-- Source material --
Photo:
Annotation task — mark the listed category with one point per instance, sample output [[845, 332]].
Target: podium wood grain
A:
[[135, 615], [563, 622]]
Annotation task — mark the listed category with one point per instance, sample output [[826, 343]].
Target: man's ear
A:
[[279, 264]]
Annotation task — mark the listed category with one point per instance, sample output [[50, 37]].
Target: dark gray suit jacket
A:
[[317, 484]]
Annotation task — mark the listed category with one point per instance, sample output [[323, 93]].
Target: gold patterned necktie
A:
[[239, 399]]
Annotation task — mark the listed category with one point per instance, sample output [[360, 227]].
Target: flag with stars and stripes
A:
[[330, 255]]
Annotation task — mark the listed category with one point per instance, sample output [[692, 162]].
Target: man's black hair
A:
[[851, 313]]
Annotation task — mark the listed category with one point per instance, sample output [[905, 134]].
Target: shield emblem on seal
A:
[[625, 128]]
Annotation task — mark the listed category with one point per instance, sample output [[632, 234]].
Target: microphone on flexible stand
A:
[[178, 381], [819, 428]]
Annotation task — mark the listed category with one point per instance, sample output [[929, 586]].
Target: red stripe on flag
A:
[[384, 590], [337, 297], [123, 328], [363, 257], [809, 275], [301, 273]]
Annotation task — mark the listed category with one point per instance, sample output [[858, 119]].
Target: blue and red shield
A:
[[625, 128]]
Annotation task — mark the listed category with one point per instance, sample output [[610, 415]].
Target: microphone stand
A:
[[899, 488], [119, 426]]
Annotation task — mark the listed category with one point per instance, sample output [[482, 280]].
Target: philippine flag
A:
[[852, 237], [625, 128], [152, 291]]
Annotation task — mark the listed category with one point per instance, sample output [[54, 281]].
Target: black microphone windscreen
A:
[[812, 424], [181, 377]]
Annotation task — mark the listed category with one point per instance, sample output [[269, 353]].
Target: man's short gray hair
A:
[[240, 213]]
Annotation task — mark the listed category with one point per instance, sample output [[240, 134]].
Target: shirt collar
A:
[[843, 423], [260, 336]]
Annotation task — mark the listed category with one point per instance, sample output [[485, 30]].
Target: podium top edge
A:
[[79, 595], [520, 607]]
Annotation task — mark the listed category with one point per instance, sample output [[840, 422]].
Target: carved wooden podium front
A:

-- What to produce --
Would you copy, unchanged, the stretch of the records above that begins at the line containing "Target: man's ear" and ends at the line containing "output [[360, 227]].", and only that?

-- Task result --
Target: man's ear
A:
[[279, 264]]
Annotation task — mark the listed category with one point per instance, sample output [[50, 37]].
Target: dark gray suit jacket
A:
[[317, 484]]
Annotation task — mark the listed category with one point per instance, sample output [[323, 93]].
Target: gold patterned necktie
A:
[[239, 399]]
Annotation task — mark the listed category with one point per instance, sample output [[360, 227]].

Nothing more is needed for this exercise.